__EXCERPTED PASSAGE__:
BEGIN
Trail crews have piled logs and brush on the old road that ran right through the wetlands. They have yet to extract the fill pushed into the creek by floodwaters, although they were able to put clumps of willows in with an excavator.

But beavers are already back at work. And, while fish were wiped out in the lower reaches of Deer Creek, some large Wood River  sculpin have been found in the upper reaches.

Rangers still need to develop additional sites for dispersed camping, replacing more formal campgrounds taken out by the fire. And Nelson is trying to get funding to replace a bridge that he knows will be a problem every time there’s high water.

“But with Harvey and Irma our chances are diminished,” he said, referring to the hurricanes that left parts of Texas and Florida in shambles. “We did, however, get $148,000 of emergency response money for road repairs in Warm Springs.”
END
__Dataset records__:
BEGIN
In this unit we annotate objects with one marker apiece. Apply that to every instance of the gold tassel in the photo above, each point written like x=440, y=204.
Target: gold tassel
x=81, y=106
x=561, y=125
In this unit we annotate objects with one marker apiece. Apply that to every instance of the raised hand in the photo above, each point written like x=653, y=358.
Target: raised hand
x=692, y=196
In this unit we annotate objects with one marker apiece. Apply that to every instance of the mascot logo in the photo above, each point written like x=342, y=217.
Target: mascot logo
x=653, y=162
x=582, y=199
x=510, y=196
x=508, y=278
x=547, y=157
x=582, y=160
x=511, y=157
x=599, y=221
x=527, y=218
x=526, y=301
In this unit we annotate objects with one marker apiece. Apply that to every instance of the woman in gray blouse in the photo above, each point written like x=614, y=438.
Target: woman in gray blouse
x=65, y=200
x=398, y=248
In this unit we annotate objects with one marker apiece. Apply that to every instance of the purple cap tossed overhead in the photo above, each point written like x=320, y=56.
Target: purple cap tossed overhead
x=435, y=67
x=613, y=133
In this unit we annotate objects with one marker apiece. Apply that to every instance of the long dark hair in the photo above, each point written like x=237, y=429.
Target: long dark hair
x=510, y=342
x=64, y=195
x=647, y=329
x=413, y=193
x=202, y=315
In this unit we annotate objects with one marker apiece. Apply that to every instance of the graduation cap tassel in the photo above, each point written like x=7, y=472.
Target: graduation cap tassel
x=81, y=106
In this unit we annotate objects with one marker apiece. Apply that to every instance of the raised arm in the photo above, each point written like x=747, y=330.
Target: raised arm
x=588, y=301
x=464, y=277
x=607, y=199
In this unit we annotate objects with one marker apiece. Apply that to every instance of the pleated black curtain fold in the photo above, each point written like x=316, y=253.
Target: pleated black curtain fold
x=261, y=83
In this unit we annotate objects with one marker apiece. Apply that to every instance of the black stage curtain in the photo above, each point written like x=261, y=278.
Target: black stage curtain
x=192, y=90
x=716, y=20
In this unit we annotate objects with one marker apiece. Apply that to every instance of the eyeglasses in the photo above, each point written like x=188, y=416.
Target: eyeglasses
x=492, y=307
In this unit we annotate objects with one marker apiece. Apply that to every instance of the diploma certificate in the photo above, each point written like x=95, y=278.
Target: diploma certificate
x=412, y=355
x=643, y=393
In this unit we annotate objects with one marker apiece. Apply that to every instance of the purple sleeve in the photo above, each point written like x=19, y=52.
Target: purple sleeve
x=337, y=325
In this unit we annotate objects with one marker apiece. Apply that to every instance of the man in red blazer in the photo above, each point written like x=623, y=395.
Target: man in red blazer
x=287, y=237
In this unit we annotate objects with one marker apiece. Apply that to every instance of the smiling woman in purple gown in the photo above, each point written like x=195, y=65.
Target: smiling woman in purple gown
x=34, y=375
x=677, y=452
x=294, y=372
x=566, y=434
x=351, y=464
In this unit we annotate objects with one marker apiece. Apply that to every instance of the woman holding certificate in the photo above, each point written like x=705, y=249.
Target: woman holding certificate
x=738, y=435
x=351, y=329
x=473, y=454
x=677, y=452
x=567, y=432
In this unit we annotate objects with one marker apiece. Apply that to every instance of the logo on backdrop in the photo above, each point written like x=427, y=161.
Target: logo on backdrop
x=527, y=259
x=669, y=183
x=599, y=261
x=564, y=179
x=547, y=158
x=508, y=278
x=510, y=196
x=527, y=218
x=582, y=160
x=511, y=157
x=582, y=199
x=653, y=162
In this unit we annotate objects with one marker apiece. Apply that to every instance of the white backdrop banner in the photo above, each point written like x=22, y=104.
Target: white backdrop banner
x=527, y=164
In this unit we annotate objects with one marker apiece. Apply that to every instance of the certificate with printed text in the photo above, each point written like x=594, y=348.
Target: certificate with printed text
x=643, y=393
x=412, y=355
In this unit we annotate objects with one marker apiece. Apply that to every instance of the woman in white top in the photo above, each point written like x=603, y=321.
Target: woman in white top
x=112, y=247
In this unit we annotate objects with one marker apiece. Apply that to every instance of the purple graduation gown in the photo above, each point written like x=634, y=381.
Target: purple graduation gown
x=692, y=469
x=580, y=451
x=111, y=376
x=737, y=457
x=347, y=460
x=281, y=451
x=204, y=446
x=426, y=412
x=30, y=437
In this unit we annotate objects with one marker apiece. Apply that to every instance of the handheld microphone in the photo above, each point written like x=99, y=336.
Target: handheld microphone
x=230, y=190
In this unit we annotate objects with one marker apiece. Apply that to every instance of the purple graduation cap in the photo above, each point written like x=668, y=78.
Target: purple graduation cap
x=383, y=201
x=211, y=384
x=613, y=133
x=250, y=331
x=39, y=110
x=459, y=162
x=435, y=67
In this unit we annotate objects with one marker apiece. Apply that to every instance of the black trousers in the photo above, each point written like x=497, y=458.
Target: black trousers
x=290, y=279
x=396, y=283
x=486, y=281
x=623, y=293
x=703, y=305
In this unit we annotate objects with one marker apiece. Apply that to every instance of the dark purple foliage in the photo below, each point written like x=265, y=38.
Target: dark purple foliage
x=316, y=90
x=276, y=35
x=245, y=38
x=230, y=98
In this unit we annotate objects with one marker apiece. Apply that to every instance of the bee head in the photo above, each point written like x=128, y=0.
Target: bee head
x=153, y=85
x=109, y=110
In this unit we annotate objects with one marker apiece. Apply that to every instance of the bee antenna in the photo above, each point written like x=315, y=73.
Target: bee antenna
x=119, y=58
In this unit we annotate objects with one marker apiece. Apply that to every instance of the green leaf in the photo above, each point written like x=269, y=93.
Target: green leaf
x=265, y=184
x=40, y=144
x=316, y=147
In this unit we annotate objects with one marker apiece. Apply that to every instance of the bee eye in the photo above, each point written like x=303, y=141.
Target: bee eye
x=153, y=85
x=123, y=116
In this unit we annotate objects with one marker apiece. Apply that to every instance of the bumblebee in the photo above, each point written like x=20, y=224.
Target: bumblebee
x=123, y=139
END
__TASKS TO CARRY OUT__:
1 – For the passage on the Deer Creek wetlands, decide whether each statement agrees with it. Answer yes or no for each, and quote the deciding words.
(a) Crews have already removed the fill that floodwaters pushed into the creek.
(b) Large Wood River sculpin have been found in the upper reaches of Deer Creek.
(c) $148,000 of emergency response money was received for road repairs in Warm Springs.
2 – Duplicate the Deer Creek wetlands passage word for word, starting with "Trail crews have" and going on through "there’s high water.".
3 – Go on with the passage about the Deer Creek wetlands recovery, picking up after its final sentence.

__ANSWERS PROVIDED__:
1 –
(a) No: "They have yet to extract the fill pushed into the creek by floodwaters"
(b) Yes: "have been found in the upper reaches"
(c) Yes: "We did, however, get $148,000 of emergency response money for road repairs in Warm Springs."

2 –
Trail crews have piled logs and brush on the old road that ran right through the wetlands. They have yet to extract the fill pushed into the creek by floodwaters, although they were able to put clumps of willows in with an excavator.

But beavers are already back at work. And, while fish were wiped out in the lower reaches of Deer Creek, some large Wood River  sculpin have been found in the upper reaches.

Rangers still need to develop additional sites for dispersed camping, replacing more formal campgrounds taken out by the fire. And Nelson is trying to get funding to replace a bridge that he knows will be a problem every time there’s high water.

3 –
The work in Deer Creek has been funded by a variety of sources, including the Forest Service, the Blaine County Land, Water and Wildlife Levy and the National Forest Foundation, which has been working with 5B Restoration Coalition, a grassroots organization founded after the fire to restore fire-ravaged areas and advocate for preventative wildfire measures.

Contractors will plant 10,000 seedlings on the hillsides along the North Fork of Deer Creek in early October to provide upland vegetation erosion control. They’ll scatter seed and cover it with protective jute matting made of a high-strength fiber to allow it to get established.

“We’re planting bitterbrush, Great Basin wild rye, lupine, yarrow, arrowleaf balsamroot, Idaho fescue and blue bunch wheatgrass, said the Ketchum Ranger District botanist Deb Taylor. “We’re also treating for knapweed and rush skeleton. So, hopefully, we can stay ahead of the game.”

Next summer contractors will plant whitebark pine seedlings, as the Forest Service restores the riparian area and reclaims North Fork so it has a way to meander.

Nancy Humphrey, who has taken field trips into the area for the past three years, said she was impressed by the work that has been done: “When I think back to what we saw on our first field trip three years ago, I’m just amazed.”

“I like to under promise and over deliver,” said Nelson.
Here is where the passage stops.